◆ Set exercise ◆
Reproduce every line of the data below verbatim.

[Excerpts from a location annotation dataset]
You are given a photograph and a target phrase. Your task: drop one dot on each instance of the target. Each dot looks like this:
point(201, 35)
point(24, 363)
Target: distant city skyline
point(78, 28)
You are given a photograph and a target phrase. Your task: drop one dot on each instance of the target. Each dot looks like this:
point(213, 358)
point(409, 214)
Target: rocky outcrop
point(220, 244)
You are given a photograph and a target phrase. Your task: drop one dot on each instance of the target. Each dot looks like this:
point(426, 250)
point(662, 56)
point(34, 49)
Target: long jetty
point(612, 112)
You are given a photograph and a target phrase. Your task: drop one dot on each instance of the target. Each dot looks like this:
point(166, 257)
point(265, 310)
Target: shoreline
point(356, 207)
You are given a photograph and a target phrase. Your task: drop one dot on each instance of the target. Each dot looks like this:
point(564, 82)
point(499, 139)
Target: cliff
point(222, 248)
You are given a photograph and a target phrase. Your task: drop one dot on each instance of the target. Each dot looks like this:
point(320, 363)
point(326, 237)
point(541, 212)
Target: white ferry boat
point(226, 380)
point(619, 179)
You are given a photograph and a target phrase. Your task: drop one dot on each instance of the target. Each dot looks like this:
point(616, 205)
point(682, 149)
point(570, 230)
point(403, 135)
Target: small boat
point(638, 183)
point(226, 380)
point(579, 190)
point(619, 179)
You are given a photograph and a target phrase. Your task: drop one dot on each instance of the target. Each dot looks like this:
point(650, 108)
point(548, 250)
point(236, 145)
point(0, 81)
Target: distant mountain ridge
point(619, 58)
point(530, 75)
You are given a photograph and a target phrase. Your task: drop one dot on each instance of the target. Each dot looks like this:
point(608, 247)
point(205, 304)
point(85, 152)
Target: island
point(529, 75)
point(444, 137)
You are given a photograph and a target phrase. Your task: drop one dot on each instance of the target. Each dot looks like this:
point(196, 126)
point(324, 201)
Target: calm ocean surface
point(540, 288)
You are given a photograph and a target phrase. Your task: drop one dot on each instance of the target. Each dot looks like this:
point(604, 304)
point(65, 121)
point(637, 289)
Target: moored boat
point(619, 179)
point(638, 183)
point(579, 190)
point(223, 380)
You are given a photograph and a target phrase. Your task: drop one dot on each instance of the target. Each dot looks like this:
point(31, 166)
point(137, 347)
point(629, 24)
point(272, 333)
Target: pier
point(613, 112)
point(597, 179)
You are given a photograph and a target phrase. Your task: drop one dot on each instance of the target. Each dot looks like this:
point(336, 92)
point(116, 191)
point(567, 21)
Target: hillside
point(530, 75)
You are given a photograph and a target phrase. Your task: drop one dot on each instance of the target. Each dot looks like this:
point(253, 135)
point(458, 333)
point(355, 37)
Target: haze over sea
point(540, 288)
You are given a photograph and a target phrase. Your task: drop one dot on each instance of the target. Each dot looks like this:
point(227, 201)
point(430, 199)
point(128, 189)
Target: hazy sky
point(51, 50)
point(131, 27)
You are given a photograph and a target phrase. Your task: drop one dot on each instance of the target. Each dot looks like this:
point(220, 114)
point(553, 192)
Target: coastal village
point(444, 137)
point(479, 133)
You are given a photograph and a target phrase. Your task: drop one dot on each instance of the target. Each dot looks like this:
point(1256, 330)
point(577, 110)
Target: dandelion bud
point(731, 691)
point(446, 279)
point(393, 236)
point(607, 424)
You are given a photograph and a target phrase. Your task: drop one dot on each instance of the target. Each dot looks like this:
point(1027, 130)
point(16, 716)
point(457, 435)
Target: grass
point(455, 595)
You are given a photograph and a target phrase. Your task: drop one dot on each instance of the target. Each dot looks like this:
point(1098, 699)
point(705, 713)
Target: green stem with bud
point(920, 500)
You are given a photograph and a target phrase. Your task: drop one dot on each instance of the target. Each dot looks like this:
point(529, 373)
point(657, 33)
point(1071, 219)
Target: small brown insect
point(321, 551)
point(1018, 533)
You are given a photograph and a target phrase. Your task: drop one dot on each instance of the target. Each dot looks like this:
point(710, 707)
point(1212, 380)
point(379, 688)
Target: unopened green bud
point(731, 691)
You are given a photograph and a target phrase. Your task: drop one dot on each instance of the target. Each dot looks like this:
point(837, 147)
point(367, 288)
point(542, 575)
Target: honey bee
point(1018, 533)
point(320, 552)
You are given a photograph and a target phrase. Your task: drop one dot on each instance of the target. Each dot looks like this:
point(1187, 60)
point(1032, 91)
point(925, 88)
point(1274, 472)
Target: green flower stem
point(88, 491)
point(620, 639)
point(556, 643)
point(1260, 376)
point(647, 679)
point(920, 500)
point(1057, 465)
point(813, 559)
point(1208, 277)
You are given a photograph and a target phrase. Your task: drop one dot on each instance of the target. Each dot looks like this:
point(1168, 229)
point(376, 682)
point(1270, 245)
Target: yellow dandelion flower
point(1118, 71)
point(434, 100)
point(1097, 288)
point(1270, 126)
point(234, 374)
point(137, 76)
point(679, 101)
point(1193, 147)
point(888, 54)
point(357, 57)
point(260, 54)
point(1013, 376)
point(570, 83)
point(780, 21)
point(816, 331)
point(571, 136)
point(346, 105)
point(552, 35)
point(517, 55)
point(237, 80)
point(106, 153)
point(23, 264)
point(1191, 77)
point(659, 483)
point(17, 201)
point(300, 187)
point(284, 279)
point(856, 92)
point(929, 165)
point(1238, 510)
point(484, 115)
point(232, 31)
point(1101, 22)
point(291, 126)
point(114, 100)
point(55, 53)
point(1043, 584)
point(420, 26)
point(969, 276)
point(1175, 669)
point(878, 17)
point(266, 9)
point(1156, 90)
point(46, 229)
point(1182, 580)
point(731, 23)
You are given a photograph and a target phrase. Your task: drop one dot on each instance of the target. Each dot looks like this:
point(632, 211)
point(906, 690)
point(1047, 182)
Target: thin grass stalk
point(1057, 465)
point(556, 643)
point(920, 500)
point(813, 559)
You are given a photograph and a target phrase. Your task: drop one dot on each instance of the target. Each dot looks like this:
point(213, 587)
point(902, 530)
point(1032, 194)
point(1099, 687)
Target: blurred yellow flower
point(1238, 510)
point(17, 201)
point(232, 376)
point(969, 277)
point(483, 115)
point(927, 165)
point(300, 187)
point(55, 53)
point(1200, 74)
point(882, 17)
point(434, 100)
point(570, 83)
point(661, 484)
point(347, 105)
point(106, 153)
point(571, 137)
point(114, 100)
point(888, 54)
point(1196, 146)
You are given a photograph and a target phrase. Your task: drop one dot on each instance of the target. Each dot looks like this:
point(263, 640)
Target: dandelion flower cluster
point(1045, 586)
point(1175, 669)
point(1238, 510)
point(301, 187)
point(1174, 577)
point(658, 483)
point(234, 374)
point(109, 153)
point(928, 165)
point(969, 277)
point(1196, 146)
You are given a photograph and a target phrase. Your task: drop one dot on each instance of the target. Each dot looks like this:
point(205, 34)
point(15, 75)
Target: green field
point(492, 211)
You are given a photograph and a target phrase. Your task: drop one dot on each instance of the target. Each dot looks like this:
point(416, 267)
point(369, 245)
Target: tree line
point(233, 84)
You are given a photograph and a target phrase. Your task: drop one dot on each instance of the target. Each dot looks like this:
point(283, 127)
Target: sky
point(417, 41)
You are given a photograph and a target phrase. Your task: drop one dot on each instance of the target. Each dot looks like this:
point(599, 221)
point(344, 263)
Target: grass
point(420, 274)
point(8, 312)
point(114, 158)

◆ Task output ◆
You are given a photograph and a target phrase. Your task: drop one dot on each instance of the target. Each dot looks like this:
point(201, 35)
point(24, 363)
Target: distant city skyline
point(78, 28)
You are given a photograph and a target phrase. Your task: drop one dot on each instance of the target. Each dot looks like this:
point(213, 358)
point(409, 214)
Target: rocky outcrop
point(220, 244)
You are given a photograph and a target phrase. Your task: drop one dot on each instance of the target. Each dot looks like this:
point(426, 250)
point(662, 56)
point(34, 49)
Target: long jetty
point(612, 112)
You are given a photograph and a target phrase. Your task: drop one dot on each instance of the target. Each dot looks like this:
point(166, 257)
point(265, 310)
Target: shoreline
point(356, 207)
You are given a photograph and a target phrase. Your task: drop one dot on each instance of the target. Each dot looks like this:
point(564, 82)
point(499, 139)
Target: cliff
point(222, 248)
You are given a photograph and a target phrase. Your task: drop one dot on each instance of the target. Each dot looks like this:
point(320, 363)
point(326, 237)
point(541, 212)
Target: white ferry boat
point(226, 380)
point(619, 179)
You are given a photograph and a target phrase. Your task: drop one dot on each instance of the target. Each dot looks like this:
point(616, 205)
point(682, 149)
point(570, 230)
point(403, 135)
Target: small boat
point(638, 183)
point(226, 380)
point(579, 190)
point(619, 179)
You are given a photograph and a target phrase. Your task: drop one dot on each instance of the target. Each dot looks like this:
point(650, 108)
point(548, 250)
point(236, 145)
point(0, 81)
Target: distant mountain ridge
point(619, 58)
point(530, 75)
You are given a photograph and a target phrase. Your task: drop one dot on each instance of the target. Each dot looks like this:
point(608, 247)
point(205, 304)
point(85, 152)
Target: island
point(529, 75)
point(444, 137)
You are given a photograph and a target phrase. Your task: drop one dot on each instance of the target. Each dot looks like this:
point(196, 126)
point(324, 201)
Target: calm ocean surface
point(540, 288)
You are given a photograph and a target phrase. Your task: drop one dot on each instance of the target. Each dot looks like this:
point(604, 304)
point(65, 121)
point(637, 289)
Target: moored boat
point(619, 179)
point(638, 183)
point(579, 190)
point(223, 380)
You are given a photograph and a target phrase. Your task: drop one dot on each instance of the target. Each dot looks like this:
point(31, 166)
point(137, 347)
point(629, 24)
point(272, 333)
Target: pier
point(613, 112)
point(597, 179)
You are given a photograph and a target phrase. Your task: drop one dot on each instance of the target. Each dot looks like this:
point(336, 92)
point(116, 191)
point(567, 21)
Target: hillside
point(530, 75)
You are given a photograph and a target phrase. Your task: drop one dot on each instance of the target. Each dot looks like this:
point(253, 135)
point(458, 333)
point(355, 37)
Target: haze over sea
point(540, 288)
You are given a photograph and a target phrase. Your task: drop one dot on each instance of the target. Each dot looks like this:
point(227, 201)
point(430, 199)
point(128, 189)
Target: hazy sky
point(51, 50)
point(131, 27)
You are given a photograph and a target phrase. Your task: drop one dot on each instance of the target. Each dot looks like this:
point(220, 114)
point(553, 192)
Target: coastal village
point(444, 137)
point(479, 133)
You are given a photograph and a target phrase. Your task: drop one dot on each instance of the target. Each dot looks like this:
point(1256, 330)
point(577, 110)
Target: dandelion bud
point(731, 691)
point(446, 279)
point(393, 236)
point(607, 424)
You are given a photograph and a target phrase. Your task: drop one dot on each instance of the target. Each dot looks like this:
point(1027, 130)
point(16, 716)
point(457, 435)
Target: grass
point(455, 595)
You are given a photograph and a target phrase. Your task: drop one dot on each instance of the target. Each dot looks like this:
point(1098, 699)
point(705, 713)
Target: green stem with bud
point(920, 500)
You are given a photograph and a target phrase. Your task: drop one dot on each instance of the target. Each dot looks like this:
point(529, 373)
point(657, 33)
point(1071, 219)
Target: small brown insect
point(321, 551)
point(1018, 533)
You are given a photograph and a target phrase. Your task: drop one dot on each instance of the target. Each dot looks like this:
point(710, 707)
point(1212, 380)
point(379, 688)
Target: unopened green bud
point(731, 691)
You are given a photograph and a target phrase. Your task: drop one dot on each instance of the target. Each dot looks like this:
point(837, 147)
point(367, 288)
point(542, 575)
Target: honey bee
point(1018, 533)
point(320, 552)
You are given a photograph and a target phrase. Your task: drop one dot on each instance of the target. Each dot looks like this:
point(1187, 60)
point(1032, 91)
point(925, 88)
point(1274, 472)
Target: green flower stem
point(88, 491)
point(620, 639)
point(556, 643)
point(1260, 376)
point(647, 679)
point(920, 500)
point(1057, 465)
point(813, 559)
point(1208, 277)
You are given a photograph and a target phrase. Your task: drop one dot on each instance of the target. Each dot looks like this:
point(1168, 229)
point(376, 682)
point(1270, 245)
Target: yellow dandelion flower
point(1118, 71)
point(434, 100)
point(1097, 288)
point(1270, 126)
point(234, 374)
point(137, 76)
point(679, 101)
point(1193, 147)
point(888, 54)
point(357, 57)
point(260, 54)
point(1013, 376)
point(570, 83)
point(780, 21)
point(816, 331)
point(571, 136)
point(346, 105)
point(552, 35)
point(517, 55)
point(237, 80)
point(106, 153)
point(23, 264)
point(1191, 77)
point(659, 483)
point(17, 201)
point(300, 187)
point(284, 279)
point(856, 92)
point(929, 165)
point(1238, 510)
point(484, 115)
point(232, 31)
point(1101, 22)
point(291, 126)
point(114, 100)
point(55, 53)
point(1043, 584)
point(420, 26)
point(969, 276)
point(1175, 669)
point(878, 17)
point(266, 9)
point(1156, 90)
point(46, 229)
point(1182, 580)
point(731, 23)
You are given a photograph and a target phrase. Your task: drop one dot on each instance of the target. Each dot looks like this:
point(632, 211)
point(906, 690)
point(1047, 182)
Target: thin grass stalk
point(1057, 465)
point(556, 643)
point(920, 500)
point(813, 559)
You are given a photograph and a target phrase. Your task: drop one dot on each instance of the target. Each dot looks like this:
point(213, 587)
point(902, 530)
point(1032, 194)
point(1099, 687)
Target: blurred yellow flower
point(1238, 510)
point(17, 201)
point(232, 376)
point(969, 277)
point(483, 115)
point(927, 165)
point(300, 187)
point(55, 53)
point(1200, 74)
point(882, 17)
point(434, 100)
point(570, 83)
point(661, 484)
point(347, 105)
point(106, 153)
point(571, 137)
point(114, 100)
point(888, 54)
point(1196, 146)
You are given a photograph and a target phrase. Your task: drop one dot on each instance of the target. Each dot looks like this:
point(263, 640)
Target: dandelion flower cluster
point(1045, 586)
point(1175, 669)
point(1238, 510)
point(301, 187)
point(1174, 577)
point(658, 483)
point(234, 374)
point(109, 153)
point(928, 165)
point(969, 277)
point(1196, 146)
You are given a photograph and a target phrase. Your task: drop one dot on each instance of the target. Each dot looks like this:
point(205, 34)
point(15, 75)
Target: green field
point(492, 211)
You are given a photograph and a target phrase. Your task: drop one dot on each instance of the target. Each dot looks like this:
point(416, 267)
point(369, 245)
Target: tree line
point(233, 84)
You are given a photograph and a target phrase. Your task: drop one dot on each instance of the target. Each dot looks like this:
point(283, 127)
Target: sky
point(417, 41)
You are given a photograph and a target phrase. Your task: drop one dot on each instance of the target. Each dot looks like this:
point(599, 221)
point(344, 263)
Target: grass
point(420, 274)
point(8, 312)
point(114, 158)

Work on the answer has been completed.